→ **Data**
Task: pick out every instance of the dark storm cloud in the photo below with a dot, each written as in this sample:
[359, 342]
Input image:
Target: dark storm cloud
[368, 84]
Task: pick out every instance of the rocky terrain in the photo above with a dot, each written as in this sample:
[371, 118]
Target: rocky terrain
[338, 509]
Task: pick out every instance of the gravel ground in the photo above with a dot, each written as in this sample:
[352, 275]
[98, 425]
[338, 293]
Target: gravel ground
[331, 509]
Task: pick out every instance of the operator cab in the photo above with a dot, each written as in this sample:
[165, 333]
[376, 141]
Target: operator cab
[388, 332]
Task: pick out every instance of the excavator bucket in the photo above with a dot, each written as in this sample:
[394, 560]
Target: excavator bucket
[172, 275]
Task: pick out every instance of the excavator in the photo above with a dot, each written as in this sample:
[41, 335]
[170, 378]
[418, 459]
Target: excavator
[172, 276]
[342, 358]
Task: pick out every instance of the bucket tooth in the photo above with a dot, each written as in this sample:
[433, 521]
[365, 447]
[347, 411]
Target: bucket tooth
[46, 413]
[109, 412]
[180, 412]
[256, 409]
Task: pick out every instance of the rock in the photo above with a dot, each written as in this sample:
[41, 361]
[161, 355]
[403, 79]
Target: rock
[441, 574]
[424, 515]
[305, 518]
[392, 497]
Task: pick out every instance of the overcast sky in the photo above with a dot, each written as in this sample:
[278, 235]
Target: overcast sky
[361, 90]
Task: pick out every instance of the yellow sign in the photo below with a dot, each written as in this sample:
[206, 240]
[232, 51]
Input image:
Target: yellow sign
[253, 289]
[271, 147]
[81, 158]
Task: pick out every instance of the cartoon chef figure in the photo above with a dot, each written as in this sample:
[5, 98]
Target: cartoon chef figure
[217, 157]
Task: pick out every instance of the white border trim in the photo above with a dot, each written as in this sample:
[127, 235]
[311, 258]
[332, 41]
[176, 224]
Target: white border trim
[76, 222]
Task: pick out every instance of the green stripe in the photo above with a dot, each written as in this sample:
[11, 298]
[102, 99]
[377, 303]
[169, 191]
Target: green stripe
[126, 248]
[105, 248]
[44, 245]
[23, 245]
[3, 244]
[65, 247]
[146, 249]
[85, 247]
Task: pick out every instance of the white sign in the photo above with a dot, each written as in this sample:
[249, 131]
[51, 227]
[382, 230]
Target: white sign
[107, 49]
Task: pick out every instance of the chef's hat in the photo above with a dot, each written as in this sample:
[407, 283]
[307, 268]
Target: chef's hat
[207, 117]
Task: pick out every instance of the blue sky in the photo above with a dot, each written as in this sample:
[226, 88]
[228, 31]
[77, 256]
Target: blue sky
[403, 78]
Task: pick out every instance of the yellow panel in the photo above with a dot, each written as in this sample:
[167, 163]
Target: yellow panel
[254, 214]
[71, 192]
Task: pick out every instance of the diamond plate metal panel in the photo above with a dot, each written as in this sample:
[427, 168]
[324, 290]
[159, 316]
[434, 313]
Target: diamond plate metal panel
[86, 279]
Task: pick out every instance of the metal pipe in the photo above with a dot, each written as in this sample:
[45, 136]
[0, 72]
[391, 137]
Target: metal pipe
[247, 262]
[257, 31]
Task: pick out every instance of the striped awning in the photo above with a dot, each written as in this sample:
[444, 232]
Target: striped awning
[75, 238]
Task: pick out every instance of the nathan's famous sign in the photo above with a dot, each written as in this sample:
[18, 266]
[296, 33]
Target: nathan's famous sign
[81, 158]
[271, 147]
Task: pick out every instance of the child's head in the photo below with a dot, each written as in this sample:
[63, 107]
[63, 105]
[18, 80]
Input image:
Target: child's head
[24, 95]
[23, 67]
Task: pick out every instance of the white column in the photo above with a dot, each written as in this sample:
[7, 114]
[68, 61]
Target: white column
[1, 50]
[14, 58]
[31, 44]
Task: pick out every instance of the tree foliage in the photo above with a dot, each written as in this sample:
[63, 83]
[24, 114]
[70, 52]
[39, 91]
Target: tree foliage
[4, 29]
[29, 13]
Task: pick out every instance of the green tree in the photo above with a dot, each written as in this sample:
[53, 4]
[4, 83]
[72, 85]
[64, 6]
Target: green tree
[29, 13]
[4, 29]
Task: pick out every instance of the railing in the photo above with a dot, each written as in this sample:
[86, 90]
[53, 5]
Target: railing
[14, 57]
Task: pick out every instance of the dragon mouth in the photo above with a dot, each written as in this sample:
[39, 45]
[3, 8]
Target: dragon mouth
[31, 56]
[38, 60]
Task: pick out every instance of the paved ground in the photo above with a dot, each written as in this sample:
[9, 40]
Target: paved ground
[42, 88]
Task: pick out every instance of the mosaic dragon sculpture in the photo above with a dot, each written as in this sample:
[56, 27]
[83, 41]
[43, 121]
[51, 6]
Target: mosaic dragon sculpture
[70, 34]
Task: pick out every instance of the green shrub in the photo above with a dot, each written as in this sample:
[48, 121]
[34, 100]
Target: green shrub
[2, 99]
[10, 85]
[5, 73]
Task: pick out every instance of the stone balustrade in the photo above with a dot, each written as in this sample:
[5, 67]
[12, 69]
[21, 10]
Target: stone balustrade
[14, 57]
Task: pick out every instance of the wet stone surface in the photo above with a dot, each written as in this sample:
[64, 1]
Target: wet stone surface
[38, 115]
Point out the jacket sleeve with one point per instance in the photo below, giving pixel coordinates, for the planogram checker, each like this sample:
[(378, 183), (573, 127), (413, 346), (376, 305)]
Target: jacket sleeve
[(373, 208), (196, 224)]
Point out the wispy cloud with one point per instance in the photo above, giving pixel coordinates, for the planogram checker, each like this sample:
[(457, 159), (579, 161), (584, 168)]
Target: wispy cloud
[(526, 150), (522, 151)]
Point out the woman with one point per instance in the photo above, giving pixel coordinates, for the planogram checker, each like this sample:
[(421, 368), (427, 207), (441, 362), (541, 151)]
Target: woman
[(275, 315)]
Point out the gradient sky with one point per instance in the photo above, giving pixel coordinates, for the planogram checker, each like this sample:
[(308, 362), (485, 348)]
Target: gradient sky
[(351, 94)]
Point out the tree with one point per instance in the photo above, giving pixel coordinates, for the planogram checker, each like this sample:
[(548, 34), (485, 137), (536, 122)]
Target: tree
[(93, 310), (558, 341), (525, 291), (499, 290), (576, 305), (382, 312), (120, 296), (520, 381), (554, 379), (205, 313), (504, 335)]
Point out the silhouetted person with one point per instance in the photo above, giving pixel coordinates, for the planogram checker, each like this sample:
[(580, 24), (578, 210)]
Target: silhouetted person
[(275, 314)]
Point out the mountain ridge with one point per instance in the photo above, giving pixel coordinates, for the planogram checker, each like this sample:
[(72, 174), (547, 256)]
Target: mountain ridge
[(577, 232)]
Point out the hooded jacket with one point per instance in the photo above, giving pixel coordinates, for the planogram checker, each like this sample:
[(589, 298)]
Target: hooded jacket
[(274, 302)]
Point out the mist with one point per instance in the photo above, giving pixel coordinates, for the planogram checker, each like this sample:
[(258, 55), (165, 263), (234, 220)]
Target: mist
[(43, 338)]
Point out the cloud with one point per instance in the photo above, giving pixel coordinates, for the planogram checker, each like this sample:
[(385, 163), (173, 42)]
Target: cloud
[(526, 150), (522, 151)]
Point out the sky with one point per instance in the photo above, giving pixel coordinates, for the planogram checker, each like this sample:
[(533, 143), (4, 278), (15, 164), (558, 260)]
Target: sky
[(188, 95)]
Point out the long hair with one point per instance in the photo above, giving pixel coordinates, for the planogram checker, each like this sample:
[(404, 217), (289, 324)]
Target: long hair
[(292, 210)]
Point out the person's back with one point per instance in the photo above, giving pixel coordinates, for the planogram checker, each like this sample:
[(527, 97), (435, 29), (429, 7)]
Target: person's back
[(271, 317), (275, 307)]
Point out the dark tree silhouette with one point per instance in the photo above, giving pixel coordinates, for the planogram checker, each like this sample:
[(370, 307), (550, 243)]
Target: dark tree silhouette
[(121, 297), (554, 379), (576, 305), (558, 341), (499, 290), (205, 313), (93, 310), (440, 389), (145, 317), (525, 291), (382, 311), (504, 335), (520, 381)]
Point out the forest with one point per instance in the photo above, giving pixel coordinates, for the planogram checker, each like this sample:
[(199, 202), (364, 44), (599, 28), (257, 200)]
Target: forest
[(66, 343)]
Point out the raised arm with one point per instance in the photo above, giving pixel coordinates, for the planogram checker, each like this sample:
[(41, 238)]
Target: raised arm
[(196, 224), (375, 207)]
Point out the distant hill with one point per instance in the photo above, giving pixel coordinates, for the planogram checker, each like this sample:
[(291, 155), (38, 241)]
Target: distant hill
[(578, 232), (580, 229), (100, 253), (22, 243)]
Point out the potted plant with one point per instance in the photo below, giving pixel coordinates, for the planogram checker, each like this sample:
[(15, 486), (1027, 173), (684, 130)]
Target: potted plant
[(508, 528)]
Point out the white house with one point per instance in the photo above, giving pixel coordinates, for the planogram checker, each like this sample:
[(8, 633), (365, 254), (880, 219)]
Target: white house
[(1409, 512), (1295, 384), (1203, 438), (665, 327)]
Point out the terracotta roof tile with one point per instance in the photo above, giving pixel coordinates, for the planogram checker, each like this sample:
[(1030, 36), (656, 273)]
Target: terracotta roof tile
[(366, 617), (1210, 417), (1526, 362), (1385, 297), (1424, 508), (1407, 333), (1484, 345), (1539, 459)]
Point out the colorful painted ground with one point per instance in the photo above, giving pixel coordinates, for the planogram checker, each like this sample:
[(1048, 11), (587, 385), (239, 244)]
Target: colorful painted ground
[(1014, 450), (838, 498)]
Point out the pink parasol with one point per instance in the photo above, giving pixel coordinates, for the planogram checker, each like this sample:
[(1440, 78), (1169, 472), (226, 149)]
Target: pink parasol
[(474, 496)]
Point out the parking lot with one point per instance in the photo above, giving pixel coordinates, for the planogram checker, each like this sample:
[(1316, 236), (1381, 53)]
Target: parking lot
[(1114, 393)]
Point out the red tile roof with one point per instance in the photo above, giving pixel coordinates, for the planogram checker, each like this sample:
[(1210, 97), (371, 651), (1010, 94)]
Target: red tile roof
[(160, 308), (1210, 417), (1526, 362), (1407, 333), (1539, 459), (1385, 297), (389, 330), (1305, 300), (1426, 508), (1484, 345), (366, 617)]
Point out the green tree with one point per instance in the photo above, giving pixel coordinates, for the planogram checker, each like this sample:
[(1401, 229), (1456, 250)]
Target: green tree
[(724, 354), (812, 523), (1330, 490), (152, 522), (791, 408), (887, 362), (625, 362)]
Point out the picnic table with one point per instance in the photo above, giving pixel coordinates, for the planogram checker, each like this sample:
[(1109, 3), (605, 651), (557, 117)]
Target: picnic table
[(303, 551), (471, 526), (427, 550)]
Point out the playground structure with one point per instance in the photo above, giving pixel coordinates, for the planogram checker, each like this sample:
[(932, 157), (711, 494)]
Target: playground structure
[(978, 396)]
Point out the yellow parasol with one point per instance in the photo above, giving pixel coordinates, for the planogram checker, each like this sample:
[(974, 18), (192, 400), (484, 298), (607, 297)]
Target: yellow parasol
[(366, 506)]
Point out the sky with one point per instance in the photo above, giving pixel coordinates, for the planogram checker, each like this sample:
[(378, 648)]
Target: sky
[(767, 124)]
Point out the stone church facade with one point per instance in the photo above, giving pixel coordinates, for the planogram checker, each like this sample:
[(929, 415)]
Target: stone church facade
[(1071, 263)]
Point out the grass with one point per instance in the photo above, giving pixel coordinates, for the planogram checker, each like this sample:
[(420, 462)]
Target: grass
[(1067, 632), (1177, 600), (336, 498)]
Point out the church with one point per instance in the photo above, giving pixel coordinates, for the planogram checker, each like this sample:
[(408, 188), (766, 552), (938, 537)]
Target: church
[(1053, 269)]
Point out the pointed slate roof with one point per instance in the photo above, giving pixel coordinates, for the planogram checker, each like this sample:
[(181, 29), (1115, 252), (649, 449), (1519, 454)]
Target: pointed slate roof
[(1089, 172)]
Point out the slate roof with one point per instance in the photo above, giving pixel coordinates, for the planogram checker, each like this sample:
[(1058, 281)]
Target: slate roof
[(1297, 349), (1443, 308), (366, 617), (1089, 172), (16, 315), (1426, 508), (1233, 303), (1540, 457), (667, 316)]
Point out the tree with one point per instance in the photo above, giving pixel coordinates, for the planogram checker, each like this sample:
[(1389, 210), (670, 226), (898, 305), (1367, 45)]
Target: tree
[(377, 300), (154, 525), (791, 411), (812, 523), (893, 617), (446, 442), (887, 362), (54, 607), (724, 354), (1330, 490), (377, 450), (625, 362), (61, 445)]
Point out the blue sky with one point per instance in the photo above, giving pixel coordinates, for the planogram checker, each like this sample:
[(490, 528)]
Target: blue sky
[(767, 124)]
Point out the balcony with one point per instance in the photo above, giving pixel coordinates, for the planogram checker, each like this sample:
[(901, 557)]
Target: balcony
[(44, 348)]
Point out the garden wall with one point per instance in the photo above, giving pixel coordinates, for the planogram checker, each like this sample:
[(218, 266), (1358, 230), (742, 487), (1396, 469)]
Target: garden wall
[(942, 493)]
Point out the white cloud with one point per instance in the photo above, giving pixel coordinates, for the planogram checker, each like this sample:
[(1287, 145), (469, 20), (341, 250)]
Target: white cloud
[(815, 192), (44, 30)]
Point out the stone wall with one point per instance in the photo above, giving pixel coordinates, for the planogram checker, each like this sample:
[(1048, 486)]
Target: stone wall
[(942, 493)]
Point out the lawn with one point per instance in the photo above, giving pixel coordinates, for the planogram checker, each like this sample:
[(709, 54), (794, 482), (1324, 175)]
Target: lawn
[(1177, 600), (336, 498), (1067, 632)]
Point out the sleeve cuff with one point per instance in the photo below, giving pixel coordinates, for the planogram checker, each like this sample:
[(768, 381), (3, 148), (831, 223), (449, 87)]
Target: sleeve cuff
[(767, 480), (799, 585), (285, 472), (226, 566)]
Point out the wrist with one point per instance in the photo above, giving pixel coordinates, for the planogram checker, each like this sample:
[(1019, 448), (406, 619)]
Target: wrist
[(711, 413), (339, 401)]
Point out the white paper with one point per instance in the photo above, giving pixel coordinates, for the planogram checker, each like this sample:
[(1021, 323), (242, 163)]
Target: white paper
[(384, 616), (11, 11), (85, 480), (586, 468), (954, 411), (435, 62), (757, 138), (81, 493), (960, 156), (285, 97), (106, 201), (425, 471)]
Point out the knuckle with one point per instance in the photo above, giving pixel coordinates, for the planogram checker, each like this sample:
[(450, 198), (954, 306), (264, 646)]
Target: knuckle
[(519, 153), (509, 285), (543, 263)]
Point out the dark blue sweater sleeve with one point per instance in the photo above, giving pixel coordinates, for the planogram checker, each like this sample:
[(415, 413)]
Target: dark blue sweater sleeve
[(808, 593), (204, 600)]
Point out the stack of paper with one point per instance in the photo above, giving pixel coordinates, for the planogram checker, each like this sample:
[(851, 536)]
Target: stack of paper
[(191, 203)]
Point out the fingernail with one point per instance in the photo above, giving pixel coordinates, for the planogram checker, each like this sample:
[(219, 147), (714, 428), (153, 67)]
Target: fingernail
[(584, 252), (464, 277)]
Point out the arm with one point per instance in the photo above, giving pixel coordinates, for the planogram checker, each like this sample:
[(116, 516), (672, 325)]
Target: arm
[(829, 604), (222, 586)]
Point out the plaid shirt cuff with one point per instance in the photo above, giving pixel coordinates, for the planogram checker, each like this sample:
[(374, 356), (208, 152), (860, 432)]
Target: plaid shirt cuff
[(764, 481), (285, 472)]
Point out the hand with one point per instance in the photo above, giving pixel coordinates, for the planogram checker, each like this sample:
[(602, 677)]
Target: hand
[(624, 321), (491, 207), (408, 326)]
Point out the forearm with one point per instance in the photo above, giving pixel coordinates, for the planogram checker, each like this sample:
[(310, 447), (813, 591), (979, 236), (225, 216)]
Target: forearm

→ **What is being asked**
Please copy every line of the records above in which "forearm" appears.

→ **The answer**
Point out the forearm with one point per instance in the photo above, giving pixel coordinates, for the planogram checker, each like this sample:
Target: forearm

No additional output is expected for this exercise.